■ **Written request**
Rewrite every one of the items below so that "pretty-printed" becomes "indented" wherever it appears, and keep everything else the same.

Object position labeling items
* * * * * * *
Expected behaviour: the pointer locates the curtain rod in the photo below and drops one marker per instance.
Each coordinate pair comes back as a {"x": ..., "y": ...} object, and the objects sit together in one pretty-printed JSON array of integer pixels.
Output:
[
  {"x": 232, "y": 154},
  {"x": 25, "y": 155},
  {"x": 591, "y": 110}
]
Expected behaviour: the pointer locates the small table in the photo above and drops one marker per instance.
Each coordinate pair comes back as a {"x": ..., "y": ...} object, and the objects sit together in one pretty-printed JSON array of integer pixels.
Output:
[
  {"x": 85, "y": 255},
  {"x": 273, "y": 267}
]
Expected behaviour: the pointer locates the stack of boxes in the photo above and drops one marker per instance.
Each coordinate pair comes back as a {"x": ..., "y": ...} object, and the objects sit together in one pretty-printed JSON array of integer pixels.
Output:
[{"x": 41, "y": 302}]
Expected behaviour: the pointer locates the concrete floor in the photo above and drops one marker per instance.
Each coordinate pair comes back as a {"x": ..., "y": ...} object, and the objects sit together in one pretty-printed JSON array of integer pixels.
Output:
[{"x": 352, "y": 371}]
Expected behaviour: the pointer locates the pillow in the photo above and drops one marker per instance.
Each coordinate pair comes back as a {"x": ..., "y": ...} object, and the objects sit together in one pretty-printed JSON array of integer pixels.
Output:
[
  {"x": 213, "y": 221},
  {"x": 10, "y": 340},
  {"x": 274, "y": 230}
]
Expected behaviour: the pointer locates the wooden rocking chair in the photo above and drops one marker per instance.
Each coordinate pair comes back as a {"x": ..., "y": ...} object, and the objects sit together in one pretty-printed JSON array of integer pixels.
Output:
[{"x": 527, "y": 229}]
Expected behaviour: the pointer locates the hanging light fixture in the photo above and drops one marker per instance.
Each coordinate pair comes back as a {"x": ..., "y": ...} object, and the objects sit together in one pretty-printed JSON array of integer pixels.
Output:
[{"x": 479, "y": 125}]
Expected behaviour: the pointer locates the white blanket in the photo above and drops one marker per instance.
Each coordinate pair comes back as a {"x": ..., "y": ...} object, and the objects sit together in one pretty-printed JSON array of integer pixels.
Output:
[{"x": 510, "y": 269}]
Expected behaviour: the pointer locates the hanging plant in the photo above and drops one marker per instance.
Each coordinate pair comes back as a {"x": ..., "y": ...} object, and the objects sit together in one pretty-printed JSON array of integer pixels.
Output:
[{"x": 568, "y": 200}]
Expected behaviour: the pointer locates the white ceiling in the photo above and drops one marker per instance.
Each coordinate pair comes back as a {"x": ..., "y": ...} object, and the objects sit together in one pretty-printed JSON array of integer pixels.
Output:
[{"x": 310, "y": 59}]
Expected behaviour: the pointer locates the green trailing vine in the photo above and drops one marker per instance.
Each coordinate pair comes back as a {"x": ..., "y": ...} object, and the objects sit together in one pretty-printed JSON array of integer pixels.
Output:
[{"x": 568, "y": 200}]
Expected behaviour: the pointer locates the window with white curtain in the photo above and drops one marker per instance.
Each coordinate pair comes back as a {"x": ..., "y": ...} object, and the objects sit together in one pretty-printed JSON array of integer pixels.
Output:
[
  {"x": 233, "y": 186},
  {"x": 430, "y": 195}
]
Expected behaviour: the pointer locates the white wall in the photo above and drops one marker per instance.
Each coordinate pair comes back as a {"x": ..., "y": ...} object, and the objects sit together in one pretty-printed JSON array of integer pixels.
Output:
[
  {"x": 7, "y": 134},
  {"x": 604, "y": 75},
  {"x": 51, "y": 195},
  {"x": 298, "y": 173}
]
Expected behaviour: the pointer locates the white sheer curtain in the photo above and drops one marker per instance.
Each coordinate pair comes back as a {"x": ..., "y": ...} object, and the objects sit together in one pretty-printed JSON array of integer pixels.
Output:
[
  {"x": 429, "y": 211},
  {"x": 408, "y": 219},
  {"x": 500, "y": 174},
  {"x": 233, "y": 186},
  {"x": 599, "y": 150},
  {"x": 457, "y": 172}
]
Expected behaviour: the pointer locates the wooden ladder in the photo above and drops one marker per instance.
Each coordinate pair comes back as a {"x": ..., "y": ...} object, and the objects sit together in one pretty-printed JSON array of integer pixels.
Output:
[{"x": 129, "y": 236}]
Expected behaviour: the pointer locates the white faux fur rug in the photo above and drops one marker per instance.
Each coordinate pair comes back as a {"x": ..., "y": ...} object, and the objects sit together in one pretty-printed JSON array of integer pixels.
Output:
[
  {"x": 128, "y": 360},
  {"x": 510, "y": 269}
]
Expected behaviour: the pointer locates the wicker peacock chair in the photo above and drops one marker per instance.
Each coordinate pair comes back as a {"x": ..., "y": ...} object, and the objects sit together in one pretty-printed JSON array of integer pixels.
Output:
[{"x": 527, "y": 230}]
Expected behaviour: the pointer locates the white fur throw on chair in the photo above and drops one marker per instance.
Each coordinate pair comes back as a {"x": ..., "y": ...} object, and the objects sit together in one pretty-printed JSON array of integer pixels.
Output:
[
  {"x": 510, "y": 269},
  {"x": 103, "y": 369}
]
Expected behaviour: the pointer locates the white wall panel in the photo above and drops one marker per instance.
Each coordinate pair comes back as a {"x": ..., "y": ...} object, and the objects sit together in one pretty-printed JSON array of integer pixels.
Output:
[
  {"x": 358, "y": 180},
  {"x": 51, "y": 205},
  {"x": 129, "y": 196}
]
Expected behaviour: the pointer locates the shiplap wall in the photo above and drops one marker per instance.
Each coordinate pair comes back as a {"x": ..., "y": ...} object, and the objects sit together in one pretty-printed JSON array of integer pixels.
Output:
* * * * * * *
■ **Response**
Expected behaviour: the pointer locates the curtain rod in the photo below and drops one marker per instance.
Each coordinate pair comes back as a {"x": ..., "y": ...} object, and the objects sit together in one indented JSON array of integer pixels.
Output:
[
  {"x": 232, "y": 154},
  {"x": 25, "y": 155},
  {"x": 591, "y": 110}
]
Expected behaviour: the pointer locates the small table in the photo above and drops one marker per instance.
Each coordinate pair comes back as a {"x": ..., "y": ...} object, and the objects sit together in one indented JSON array of integer pixels.
Output:
[
  {"x": 85, "y": 255},
  {"x": 273, "y": 267}
]
Expected behaviour: the pointer locates the stack of boxes in the photo above and drops one marker per instance.
Each coordinate pair comes back as a {"x": ..., "y": ...} object, and the objects sit together in one indented JSON array of integer pixels.
Output:
[{"x": 41, "y": 302}]
Expected behaviour: the pointer locates the concrete floor in the photo above and drops one marker per instance.
Each coordinate pair comes back as a {"x": ..., "y": ...} object, and the objects sit together in one indented JSON array of integer pixels.
Output:
[{"x": 352, "y": 371}]
Expected behaviour: the pointer locates the pillow in the photo above and drops one marker per instance.
Each coordinate pair comes back as a {"x": ..., "y": ...} object, and the objects sit together in one indented JSON array of integer pixels.
Output:
[
  {"x": 213, "y": 221},
  {"x": 10, "y": 340},
  {"x": 274, "y": 230}
]
Expected behaviour: the pointer locates the wooden rocking chair in the photo above and drops one marker per instance.
Each coordinate pair comes back as a {"x": ..., "y": ...} object, and the objects sit together in one indented JSON array of integer pixels.
Output:
[{"x": 527, "y": 229}]
Expected behaviour: the pointer locates the hanging light fixture in the photo above and drops one marker per instance.
Each coordinate pair comes back as a {"x": ..., "y": ...} object, and the objects sit together in one indented JSON array of integer pixels.
Output:
[{"x": 479, "y": 125}]
Expected behaviour: the pointer locates the white blanket in the photo above and drops one marker per instance.
Each coordinate pair comes back as a {"x": ..., "y": ...} object, and the objects sit together in one indented JSON array of integer pixels.
Output:
[{"x": 510, "y": 269}]
Expected behaviour: the pointer locates the hanging plant in the photo above and drops one marker per instance.
Each coordinate pair comes back as a {"x": ..., "y": ...} object, and the objects sit together in one indented JSON array of integer pixels.
Output:
[{"x": 568, "y": 200}]
Expected behaviour: the pointer locates the white ceiling in the photo above and drops one marker per instance.
Each coordinate pair comes back as a {"x": ..., "y": ...} object, and the objects sit together in one indented JSON array of integer pixels.
Output:
[{"x": 310, "y": 59}]
Expected behaviour: the pointer locates the green trailing vine in the photo above and drops one marker per instance.
Each coordinate pair comes back as a {"x": ..., "y": ...} object, and the objects sit together in one indented JSON array of integer pixels.
Output:
[{"x": 568, "y": 200}]
Expected behaviour: the pointer locates the window with white curtain in the photo above and drops one marker per instance.
Each coordinate pair comes back as a {"x": ..., "y": ...} object, and the objects sit together in one indented JSON array of integer pixels.
Output:
[
  {"x": 233, "y": 186},
  {"x": 430, "y": 195}
]
Expected behaviour: the pointer locates the white wall in the photo above and drops one marker per instance.
Each coordinate pair comes back as a {"x": ..., "y": ...} object, and the objects sit together in one indented JSON array of integer pixels.
Output:
[
  {"x": 7, "y": 134},
  {"x": 604, "y": 75},
  {"x": 51, "y": 195},
  {"x": 298, "y": 173}
]
Expected behaviour: the pointer locates the white sheer curtain in the photo above and drops one marker per instance.
Each coordinate pair comes back as a {"x": ..., "y": ...} object, and the objects sit together in one indented JSON array of integer pixels.
Output:
[
  {"x": 429, "y": 211},
  {"x": 408, "y": 219},
  {"x": 500, "y": 174},
  {"x": 233, "y": 186},
  {"x": 599, "y": 150},
  {"x": 457, "y": 172}
]
Expected behaviour: the pointer locates the wooden ladder in the photo above and drops one marker per instance.
Each coordinate pair comes back as a {"x": ..., "y": ...} object, and the objects sit together in one indented JSON array of integer pixels.
Output:
[{"x": 129, "y": 236}]
Expected behaviour: the pointer locates the white faux fur rug in the photo above and drops one marker per instance.
Each coordinate pair comes back as a {"x": ..., "y": ...} object, and the objects sit together in one indented JSON array of integer pixels.
Output:
[
  {"x": 128, "y": 360},
  {"x": 510, "y": 269}
]
Expected behaviour: the pointer locates the wicker peacock chair in the photo above and drops one marker per instance.
Each coordinate pair comes back as a {"x": ..., "y": ...} object, and the objects sit together in one indented JSON array of integer pixels.
Output:
[{"x": 527, "y": 230}]
Expected behaviour: the pointer locates the white fur throw on chair in the photo above and drops one marker per instance.
Each coordinate pair comes back as a {"x": ..., "y": ...} object, and the objects sit together in one indented JSON array of integer pixels.
Output:
[
  {"x": 510, "y": 269},
  {"x": 103, "y": 369}
]
Expected behaviour: the pointer locates the white wall panel in the photo above and drops one marker per instance.
Each coordinate pair comes back as a {"x": ..., "y": ...} object, and the objects sit together in one indented JSON array of integer pixels.
Output:
[
  {"x": 358, "y": 180},
  {"x": 51, "y": 205},
  {"x": 129, "y": 196}
]
Expected behaviour: the pointer locates the shiplap wall in the photo above and drops one marker per instance.
Each coordinate pair comes back as a {"x": ..., "y": ...} object, and the objects sit together in one indented JSON array of integer pixels.
Output:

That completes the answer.